EXERCISE OBJECTIVE → Can you quote the Matt Hancock article between "But the Daily" and "go on Saturday.", inclusive, word for word?

EXCERPTED PASSAGE →
______________________________
Pressure is mounting on Matt Hancock to resign – and on Boris Johnson to call in the UK Government’s ethics adviser – after the health secretary was caught kissing a close aide in breach of coronavirus restrictions.
A video of Hancock in an embrace with Gina Coladangelo was published on Friday night, after stills from the CCTV clip earlier in the day prompted Labour to deem his position “hopelessly untenable”.
Lawyers described how Hancock may have broken the law regarding coronavirus restrictions, although he admitted only to breaching guidance.
There were also questions about Coladangelo’s appointment to her role in the Department of Health and Social Care (DHSC) in the first place.
The Prime Minister has so far resisted calls to sack Hancock, who said he was “very sorry” for letting people down after The Sun first reported he was having an extramarital affair.
But the Daily Telegraph reported that Tory MPs were telling the Prime Minister to “pull the plug”, with public reaction over coming days key to his fate.
North Norfolk Conservative Duncan Baker became the first MP to openly call for Hancock to go on Saturday.
He told his local newspaper, the Eastern Daily Press: “In my view people in high public office and great positions of responsibility should act with the appropriate morals and ethics that come with that role.
“Matt Hancock, on a number of measures, has fallen short of that. As an MP who is a devoted family man, married for 12 years with a wonderful wife and children, standards and integrity matter to me.
“I will not in any shape condone this behaviour and I have in the strongest possible terms told the Government what I think.”
A snap poll from Savanta ComRes, released hours after photographs of the pair kissing in Mr Hancock’s ministerial office surfaced, found 58% of UK adults thought that Mr Hancock should resign, compared to 25% who thought he should not.
And the Covid-19 Bereaved Families For Justice group, which represents those who have lost loved ones to the pandemic, also called for Hancock to go.
In a letter to the Prime Minister, the group said it had broken its “position of neutrality on ministerial conduct” to urge Johnson to relieve Hancock of his job.
The health secretary is also deeply unpopular with some Conservatives who believe that he has been an obstacle to the easing of coronavirus restrictions.
In a statement, Hancock said: “I accept that I breached the social distancing guidance in these circumstances, I have let people down and am very sorry.
“I remain focused on working to get the country out of this pandemic, and would be grateful for privacy for my family on this personal matter.”
A Downing Street spokesman said Johnson had accepted Hancock’s apology and “considers the matter closed”.
______________________________
RECORD EXTRACTS →

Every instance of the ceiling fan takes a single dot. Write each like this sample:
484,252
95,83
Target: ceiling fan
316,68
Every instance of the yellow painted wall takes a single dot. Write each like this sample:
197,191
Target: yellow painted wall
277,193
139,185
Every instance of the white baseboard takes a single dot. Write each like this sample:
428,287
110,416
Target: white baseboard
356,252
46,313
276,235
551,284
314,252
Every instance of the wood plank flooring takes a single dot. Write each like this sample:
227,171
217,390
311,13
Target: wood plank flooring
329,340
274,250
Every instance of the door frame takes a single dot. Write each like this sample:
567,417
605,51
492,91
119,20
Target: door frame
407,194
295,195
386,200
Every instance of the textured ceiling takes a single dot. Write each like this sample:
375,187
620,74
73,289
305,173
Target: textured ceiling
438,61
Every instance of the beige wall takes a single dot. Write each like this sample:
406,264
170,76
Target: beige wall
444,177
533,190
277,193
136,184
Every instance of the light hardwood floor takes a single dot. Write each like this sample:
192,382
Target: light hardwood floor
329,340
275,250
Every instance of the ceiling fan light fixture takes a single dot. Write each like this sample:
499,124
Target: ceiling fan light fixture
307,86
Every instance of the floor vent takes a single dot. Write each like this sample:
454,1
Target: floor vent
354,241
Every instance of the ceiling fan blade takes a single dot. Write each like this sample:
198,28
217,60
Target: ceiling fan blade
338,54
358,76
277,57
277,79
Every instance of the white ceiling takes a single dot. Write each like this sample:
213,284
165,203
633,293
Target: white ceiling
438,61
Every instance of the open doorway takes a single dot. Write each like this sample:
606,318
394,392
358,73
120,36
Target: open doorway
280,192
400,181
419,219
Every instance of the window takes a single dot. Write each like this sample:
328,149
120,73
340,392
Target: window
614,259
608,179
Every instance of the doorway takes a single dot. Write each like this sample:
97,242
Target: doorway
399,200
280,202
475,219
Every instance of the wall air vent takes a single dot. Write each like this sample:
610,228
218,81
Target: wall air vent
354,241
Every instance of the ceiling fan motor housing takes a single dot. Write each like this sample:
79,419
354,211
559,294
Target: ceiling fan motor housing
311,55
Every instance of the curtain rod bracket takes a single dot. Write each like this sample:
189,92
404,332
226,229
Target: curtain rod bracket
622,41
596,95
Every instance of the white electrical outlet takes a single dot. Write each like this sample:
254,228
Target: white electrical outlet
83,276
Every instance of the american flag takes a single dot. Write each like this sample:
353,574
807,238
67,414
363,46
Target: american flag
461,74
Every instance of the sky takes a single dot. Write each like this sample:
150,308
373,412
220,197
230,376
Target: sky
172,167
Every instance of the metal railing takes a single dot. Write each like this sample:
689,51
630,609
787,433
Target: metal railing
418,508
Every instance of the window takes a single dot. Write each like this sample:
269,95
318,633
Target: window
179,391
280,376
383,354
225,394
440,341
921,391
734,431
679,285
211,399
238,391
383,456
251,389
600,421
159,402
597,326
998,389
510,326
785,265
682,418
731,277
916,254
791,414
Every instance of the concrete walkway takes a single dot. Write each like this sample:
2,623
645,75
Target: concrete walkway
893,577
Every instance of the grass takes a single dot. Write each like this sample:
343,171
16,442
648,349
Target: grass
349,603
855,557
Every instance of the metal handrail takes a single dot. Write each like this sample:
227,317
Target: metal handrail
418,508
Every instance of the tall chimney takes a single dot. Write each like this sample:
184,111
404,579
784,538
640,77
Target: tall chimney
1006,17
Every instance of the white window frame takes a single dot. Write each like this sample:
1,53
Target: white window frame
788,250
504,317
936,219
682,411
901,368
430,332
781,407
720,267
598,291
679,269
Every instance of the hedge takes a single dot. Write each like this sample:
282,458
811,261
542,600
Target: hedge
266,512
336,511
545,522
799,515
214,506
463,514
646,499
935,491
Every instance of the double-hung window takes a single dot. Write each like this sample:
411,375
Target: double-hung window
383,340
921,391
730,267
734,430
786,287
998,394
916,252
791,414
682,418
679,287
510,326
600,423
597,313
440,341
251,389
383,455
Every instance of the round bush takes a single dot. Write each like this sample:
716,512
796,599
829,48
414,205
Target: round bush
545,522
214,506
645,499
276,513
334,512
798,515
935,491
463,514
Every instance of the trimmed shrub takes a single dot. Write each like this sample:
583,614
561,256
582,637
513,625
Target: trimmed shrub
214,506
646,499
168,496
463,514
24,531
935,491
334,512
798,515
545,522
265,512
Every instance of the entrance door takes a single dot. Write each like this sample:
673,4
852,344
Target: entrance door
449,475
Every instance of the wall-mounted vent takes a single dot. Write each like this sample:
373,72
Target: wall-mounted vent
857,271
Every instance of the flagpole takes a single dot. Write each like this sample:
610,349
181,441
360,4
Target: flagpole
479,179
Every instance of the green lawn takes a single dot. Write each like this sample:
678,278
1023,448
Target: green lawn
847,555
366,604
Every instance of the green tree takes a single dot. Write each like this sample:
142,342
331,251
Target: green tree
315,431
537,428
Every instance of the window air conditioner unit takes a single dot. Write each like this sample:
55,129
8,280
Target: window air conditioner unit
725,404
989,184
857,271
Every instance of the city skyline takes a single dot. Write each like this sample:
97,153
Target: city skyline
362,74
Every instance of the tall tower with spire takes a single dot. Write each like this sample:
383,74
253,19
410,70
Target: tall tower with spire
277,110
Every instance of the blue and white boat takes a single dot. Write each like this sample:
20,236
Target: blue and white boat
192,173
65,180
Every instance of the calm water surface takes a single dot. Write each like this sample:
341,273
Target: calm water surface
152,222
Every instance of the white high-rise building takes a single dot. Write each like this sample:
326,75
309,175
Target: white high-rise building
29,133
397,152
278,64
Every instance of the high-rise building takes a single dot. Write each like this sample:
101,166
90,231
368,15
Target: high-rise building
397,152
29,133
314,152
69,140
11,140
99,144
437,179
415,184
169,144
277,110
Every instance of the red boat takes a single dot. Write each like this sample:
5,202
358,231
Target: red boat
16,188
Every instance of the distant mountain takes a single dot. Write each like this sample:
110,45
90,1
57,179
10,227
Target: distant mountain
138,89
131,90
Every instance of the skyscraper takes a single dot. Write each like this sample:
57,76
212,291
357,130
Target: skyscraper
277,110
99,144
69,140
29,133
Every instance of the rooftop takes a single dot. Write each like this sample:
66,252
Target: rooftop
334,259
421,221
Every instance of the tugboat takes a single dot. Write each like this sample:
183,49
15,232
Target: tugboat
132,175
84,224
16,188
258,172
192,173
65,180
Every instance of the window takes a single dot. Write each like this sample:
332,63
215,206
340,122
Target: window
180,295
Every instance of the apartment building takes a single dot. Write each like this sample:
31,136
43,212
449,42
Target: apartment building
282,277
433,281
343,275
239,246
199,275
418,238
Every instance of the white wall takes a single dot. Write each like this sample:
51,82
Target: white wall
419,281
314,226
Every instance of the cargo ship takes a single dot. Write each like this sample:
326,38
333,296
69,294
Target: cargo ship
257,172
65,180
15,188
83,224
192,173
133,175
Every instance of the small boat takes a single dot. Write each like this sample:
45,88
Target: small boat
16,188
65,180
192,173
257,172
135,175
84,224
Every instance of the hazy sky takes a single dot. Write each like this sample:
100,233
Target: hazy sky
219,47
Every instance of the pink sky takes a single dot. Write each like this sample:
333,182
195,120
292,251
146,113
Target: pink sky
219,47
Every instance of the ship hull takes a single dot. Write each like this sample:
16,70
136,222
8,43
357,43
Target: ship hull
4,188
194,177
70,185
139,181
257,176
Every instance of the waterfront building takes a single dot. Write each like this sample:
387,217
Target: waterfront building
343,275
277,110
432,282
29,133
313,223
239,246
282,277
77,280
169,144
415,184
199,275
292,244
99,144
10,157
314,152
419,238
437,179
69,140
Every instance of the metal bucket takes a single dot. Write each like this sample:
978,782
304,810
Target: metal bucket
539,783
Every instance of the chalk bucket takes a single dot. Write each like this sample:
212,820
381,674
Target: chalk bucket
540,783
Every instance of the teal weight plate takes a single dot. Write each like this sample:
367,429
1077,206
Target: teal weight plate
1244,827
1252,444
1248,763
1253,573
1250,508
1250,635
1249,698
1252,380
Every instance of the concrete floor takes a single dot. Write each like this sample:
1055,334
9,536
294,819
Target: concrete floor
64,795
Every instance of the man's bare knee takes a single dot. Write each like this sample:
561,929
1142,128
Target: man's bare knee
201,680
______________________________
FINISHED EXERCISE →
But the Daily Telegraph reported that Tory MPs were telling the Prime Minister to “pull the plug”, with public reaction over coming days key to his fate.
North Norfolk Conservative Duncan Baker became the first MP to openly call for Hancock to go on Saturday.